> Objetivo A
¿Puedes reescribir como lista el párrafo del fragmento que comienza con «De entrada, habría que identificar», conservando sus datos principales?

> Fragmento citado
Las violaciones graves de derechos humanos que le suceden a los grupos en situación de mayor vulnerabilidad son el claro ejemplo de que algo de fondo está mal, algo estructural de una sociedad no funciona. Y seguramente, ante tan alarmante contexto se preguntarán qué se está haciendo concretamente, qué medidas se están tomando.
Desafortunadamente, en el ámbito nacional no existe una ley general de desplazamiento forzado ni programas nacionales para prevenirlo. Chiapas, por ejemplo, cuenta con su Ley para la Prevención y Atención del Desplazamiento Interno desde febrero de 2012 (uno de los cuatro unicos estados en el país), pero no tiene un reglamento ni opera el Programa Estatal para la Prevención y Atención del Desplazamiento Interno, a pesar de estipularse en la ley. Lo que significa que la prevención y atención de esta problemática es prácticamente nula.
En el fondo se trata de un ejemplo más del abandono y la indiferencia que reinan en nuestro país. Si bien, este fenómeno es sumamente complejo y en apariencia prácticamente imposible de prevenir, atender y erradicar, lo primero que debe hacerse es reconocer su existencia y la urgencia de atención.
A la par, se requiere sumar a todas las autoridades involucradas, alinearlas y prorizar acciones, atendiendo especialmente a grupos de atención prioritaria como niñas, niños y adolescentes, comunidades indígenas, madres cabeza de familias, personas con discapacidad y personas mayores.
De entrada, habría que identificar la etapa en la que cada comunidad se pudiera encontrar para implementar acciones puntuales, enérgicas y transversales; por ejemplo, antes del desplazamiento, se requieren medidas de alertas tempranas de riesgos y cautelares; durante el desplazamiento, asistencia, atención integral y protección, con medidas de subsistencia para superar condiciones de vulnerabilidad; y después del desplazamiento, medidas para conocer la verdad, acceder a la justicia y reparación integral, con soluciones duraderas. Para lograr esto se requieren marcos normativos, políticas públicas, un andamiaje institucional apropiado, planificación territorial, registros y un nivel operativo que garantice estas medidas, pero de eso poco se ha implementado.
En un escenario político de aparente dominio absoluto, parecería imposible vislumbrar realidades como las aquí narradas, que brillan por la ausencia de un Estado que debió protegerles.
A un gobierno que celebra su triunfo avasallante, es importante recordarle que la realidad lo sigue superando y que su poder debe enfocarse en el pueblo que juró proteger.

> Datos para procesar
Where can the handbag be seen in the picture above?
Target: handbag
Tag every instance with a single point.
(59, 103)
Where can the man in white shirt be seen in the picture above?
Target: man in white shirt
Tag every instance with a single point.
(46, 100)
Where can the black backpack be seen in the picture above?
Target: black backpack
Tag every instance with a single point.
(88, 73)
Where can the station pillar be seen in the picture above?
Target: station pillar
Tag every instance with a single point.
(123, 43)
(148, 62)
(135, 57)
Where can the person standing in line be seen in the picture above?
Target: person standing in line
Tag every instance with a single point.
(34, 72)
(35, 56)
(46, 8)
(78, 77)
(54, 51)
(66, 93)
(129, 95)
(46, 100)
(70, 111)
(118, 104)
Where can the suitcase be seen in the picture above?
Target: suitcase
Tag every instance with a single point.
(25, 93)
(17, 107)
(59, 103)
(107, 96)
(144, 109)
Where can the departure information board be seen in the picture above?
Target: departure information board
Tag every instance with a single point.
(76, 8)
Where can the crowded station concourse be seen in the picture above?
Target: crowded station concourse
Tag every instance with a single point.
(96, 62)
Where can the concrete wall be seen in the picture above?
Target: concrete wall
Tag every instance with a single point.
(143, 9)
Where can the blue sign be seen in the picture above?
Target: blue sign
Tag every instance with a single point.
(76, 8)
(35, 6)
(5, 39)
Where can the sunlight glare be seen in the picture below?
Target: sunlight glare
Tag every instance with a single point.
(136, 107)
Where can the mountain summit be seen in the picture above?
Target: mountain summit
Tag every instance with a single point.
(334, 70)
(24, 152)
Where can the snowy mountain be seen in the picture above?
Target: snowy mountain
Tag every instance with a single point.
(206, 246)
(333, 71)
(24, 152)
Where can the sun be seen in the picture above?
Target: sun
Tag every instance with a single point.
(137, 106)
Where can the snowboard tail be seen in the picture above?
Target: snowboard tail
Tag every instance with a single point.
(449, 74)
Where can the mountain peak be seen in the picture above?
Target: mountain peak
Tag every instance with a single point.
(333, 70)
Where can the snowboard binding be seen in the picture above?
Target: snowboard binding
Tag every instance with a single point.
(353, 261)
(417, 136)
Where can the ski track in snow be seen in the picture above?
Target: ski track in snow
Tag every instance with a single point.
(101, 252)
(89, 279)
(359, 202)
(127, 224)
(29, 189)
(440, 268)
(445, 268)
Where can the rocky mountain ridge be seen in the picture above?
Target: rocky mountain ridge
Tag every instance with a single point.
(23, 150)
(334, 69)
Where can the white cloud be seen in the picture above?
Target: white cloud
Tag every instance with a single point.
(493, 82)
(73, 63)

> Objetivo B
¿Puedes expresar como una lista JSON de cadenas las entradas que van desde la línea que contiene "Where can the sunlight" hasta el final de las entradas, ambos extremos incluidos, con una cadena por línea y sin líneas en blanco?

> Respuesta correcta A
- Identificar la etapa en que se encuentra cada comunidad para aplicar acciones puntuales, enérgicas y transversales.
- Antes del desplazamiento: medidas de alertas tempranas de riesgos y medidas cautelares.
- Durante el desplazamiento: asistencia, atención integral y protección, con medidas de subsistencia para superar condiciones de vulnerabilidad.
- Después del desplazamiento: medidas para conocer la verdad, acceder a la justicia y a la reparación integral, con soluciones duraderas.
- Lo que se requiere: marcos normativos, políticas públicas, un andamiaje institucional apropiado, planificación territorial, registros y un nivel operativo que garantice estas medidas.
- De todo ello poco se ha implementado.

> Respuesta correcta B
[
  "Where can the sunlight glare be seen in the picture below?",
  "Target: sunlight glare",
  "Tag every instance with a single point.",
  "(136, 107)",
  "Where can the mountain summit be seen in the picture above?",
  "Target: mountain summit",
  "Tag every instance with a single point.",
  "(334, 70)",
  "(24, 152)",
  "Where can the snowy mountain be seen in the picture above?",
  "Target: snowy mountain",
  "Tag every instance with a single point.",
  "(206, 246)",
  "(333, 71)",
  "(24, 152)",
  "Where can the sun be seen in the picture above?",
  "Target: sun",
  "Tag every instance with a single point.",
  "(137, 106)",
  "Where can the snowboard tail be seen in the picture above?",
  "Target: snowboard tail",
  "Tag every instance with a single point.",
  "(449, 74)",
  "Where can the mountain peak be seen in the picture above?",
  "Target: mountain peak",
  "Tag every instance with a single point.",
  "(333, 70)",
  "Where can the snowboard binding be seen in the picture above?",
  "Target: snowboard binding",
  "Tag every instance with a single point.",
  "(353, 261)",
  "(417, 136)",
  "Where can the ski track in snow be seen in the picture above?",
  "Target: ski track in snow",
  "Tag every instance with a single point.",
  "(101, 252)",
  "(89, 279)",
  "(359, 202)",
  "(127, 224)",
  "(29, 189)",
  "(440, 268)",
  "(445, 268)",
  "Where can the rocky mountain ridge be seen in the picture above?",
  "Target: rocky mountain ridge",
  "Tag every instance with a single point.",
  "(23, 150)",
  "(334, 69)",
  "Where can the white cloud be seen in the picture above?",
  "Target: white cloud",
  "Tag every instance with a single point.",
  "(493, 82)",
  "(73, 63)"
]